• PASSAGE PROVIDED
[START]

One of the most remarkable interviews I have watched in years was broadcast on CNN in mid- May; I was about to report on its significant points when its subject, Vidal Sassoon, sadly left this mortal world.

In the interview Sassoon said capitalism had not worked and that much of the world and most particularly the United States needed ‘six years of socialism.’ Like so many philanthropists he was worried about the widening gap between rich and poor but also echoed the sentiments of so many of us that austerity is a form of cruelty that leads to increased poverty, not prosperity and growth. He asserted that capitalism had not worked because it had become a mechanism for the accumulation of vast fortunes by the greedy.

[END]

• ITEMS

[START]

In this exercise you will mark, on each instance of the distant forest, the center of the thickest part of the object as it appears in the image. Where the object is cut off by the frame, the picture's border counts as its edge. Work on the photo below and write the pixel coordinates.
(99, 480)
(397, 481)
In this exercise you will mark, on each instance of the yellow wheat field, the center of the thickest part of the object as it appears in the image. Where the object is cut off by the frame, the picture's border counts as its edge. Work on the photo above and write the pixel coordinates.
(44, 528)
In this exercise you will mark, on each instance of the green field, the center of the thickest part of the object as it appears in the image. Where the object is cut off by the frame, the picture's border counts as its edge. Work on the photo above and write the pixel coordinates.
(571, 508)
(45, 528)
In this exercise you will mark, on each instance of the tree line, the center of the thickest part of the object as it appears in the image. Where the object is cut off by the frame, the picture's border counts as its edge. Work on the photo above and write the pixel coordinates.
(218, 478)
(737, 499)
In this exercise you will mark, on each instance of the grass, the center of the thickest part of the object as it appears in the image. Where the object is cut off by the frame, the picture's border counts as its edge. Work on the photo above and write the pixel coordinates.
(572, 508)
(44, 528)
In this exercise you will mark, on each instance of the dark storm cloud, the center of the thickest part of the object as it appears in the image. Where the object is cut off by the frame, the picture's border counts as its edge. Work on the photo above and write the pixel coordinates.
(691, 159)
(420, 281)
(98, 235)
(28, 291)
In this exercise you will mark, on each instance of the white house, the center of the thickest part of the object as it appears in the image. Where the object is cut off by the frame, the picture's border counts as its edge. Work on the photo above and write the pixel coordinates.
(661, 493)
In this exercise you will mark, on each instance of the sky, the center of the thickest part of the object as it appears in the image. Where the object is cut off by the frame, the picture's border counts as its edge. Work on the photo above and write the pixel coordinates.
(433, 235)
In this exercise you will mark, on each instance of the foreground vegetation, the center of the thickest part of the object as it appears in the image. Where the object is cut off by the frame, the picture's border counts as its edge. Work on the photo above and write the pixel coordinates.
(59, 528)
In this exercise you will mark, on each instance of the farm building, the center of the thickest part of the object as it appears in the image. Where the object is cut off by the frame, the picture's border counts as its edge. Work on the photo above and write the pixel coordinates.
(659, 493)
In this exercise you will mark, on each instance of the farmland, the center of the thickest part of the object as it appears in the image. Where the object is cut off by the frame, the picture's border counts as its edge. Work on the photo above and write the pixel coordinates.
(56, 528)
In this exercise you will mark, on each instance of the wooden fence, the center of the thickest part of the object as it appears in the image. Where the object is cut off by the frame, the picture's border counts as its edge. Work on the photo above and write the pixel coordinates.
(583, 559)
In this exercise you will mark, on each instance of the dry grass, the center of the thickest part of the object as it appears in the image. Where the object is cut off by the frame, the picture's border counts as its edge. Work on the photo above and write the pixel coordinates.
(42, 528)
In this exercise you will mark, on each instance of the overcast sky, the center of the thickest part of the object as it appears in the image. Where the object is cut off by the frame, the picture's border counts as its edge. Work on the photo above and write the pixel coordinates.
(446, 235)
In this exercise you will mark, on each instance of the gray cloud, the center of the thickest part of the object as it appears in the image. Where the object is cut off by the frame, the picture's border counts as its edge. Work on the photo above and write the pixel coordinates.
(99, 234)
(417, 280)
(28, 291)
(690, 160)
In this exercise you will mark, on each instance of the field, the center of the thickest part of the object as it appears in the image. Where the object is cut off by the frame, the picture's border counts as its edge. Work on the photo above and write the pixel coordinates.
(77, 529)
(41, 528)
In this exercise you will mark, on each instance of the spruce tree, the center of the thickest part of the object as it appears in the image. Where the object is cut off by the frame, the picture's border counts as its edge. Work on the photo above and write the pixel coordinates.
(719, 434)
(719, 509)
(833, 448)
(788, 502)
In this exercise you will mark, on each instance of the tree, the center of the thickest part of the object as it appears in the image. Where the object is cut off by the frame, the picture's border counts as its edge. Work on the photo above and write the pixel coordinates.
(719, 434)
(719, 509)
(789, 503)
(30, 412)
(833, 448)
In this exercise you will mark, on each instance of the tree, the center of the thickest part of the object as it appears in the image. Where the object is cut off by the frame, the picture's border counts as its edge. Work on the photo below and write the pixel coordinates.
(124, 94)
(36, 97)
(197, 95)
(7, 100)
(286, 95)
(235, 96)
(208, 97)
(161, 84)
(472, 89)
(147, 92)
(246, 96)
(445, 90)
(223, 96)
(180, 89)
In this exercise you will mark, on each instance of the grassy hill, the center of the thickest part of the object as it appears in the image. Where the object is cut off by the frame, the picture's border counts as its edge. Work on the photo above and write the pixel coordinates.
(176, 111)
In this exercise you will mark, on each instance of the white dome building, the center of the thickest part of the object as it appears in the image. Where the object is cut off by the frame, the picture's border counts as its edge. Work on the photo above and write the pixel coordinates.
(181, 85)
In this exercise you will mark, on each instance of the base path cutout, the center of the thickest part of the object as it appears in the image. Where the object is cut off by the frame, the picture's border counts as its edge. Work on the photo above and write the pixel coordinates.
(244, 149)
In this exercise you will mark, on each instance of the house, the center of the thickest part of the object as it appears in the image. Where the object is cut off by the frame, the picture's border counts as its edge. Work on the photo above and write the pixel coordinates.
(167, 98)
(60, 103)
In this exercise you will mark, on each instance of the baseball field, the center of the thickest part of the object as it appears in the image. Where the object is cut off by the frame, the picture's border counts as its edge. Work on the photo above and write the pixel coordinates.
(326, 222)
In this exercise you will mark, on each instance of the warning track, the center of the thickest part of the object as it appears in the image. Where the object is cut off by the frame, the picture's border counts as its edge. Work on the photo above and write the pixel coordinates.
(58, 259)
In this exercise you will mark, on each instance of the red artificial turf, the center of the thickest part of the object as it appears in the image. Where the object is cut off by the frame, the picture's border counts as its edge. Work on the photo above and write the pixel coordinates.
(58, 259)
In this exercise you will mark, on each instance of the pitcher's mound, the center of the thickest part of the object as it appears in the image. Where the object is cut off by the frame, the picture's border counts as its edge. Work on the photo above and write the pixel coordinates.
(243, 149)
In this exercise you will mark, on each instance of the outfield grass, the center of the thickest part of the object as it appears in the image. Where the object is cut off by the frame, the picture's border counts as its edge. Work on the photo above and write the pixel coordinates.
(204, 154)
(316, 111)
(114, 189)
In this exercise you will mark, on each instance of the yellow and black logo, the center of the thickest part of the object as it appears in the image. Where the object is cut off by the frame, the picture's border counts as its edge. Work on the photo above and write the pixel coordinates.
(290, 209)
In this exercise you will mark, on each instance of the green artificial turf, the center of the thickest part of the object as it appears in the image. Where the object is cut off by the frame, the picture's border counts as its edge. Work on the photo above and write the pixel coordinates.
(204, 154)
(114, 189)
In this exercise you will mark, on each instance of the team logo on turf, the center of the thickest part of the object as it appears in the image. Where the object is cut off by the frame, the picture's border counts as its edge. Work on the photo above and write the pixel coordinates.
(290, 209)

[END]

• WHAT TO PRODUCE
Continue the passage about the Vidal Sassoon interview from the point where it stops.

• THE OUTPUT
Not all wealthy people wish to give their money to the needy but Sassoon was one of those individuals of immense personal wealth who felt, as he said on the programme, that the rich must distribute their fortunes amongst deserving causes. Born into an impoverished home in London’s East End -- so poor that his mother, deserted by her husband, had to turn him over to an orphanage -- his success had enabled him to establish a glamorous life in the United States. The proclivity of American millionaires and billionaires for giving their money away registered with him; his generosity was legendary. One of the most enduring of his projects is the International Institute for the Study of anti-Semitism but he also went hammer-in-hand at age 77 to New Orleans to help build new houses for those rendered homeless by Hurricane Katrina.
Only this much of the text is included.